→ GOAL OF THE EXERCISE
Show every line of the entries below that contains the word "handle", copying each such line in full.

→ ROWS
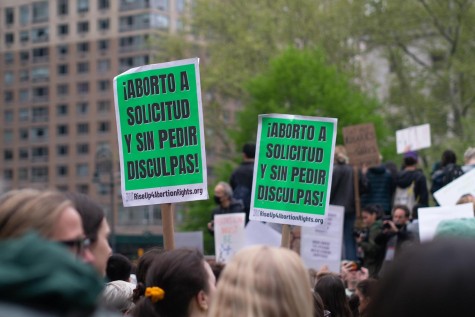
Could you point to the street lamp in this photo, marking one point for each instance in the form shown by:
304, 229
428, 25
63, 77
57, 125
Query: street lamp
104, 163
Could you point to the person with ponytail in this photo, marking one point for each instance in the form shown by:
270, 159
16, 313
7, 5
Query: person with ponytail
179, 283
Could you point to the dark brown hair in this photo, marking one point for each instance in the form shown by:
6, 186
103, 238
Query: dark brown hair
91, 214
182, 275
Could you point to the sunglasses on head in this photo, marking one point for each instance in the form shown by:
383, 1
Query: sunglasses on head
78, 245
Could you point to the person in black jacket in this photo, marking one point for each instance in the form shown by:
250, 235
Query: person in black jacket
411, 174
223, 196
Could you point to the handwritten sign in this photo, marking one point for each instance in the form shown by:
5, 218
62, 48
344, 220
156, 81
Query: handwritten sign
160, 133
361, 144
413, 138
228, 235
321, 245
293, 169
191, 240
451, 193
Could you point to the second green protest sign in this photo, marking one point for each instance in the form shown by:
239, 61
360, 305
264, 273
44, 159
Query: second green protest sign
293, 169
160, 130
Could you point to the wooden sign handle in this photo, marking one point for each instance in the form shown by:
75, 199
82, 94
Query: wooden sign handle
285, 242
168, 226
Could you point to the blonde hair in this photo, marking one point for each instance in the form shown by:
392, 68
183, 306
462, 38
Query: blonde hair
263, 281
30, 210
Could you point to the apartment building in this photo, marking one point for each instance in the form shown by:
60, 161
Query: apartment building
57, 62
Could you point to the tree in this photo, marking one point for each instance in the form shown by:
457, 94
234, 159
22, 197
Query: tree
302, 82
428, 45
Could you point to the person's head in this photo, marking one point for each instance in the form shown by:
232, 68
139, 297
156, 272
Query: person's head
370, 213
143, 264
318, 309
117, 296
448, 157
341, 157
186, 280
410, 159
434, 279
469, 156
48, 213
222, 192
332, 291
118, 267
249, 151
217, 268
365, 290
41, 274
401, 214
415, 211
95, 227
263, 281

...

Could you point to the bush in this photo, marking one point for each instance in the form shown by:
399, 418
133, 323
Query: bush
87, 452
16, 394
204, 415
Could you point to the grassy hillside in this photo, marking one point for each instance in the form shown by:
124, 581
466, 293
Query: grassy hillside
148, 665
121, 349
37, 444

→ SOLUTION TO THIS PROBLEM
Could you point to the wooden sign handle in this photo, marking one point for each instance in the form shown by:
Query: wooden sign handle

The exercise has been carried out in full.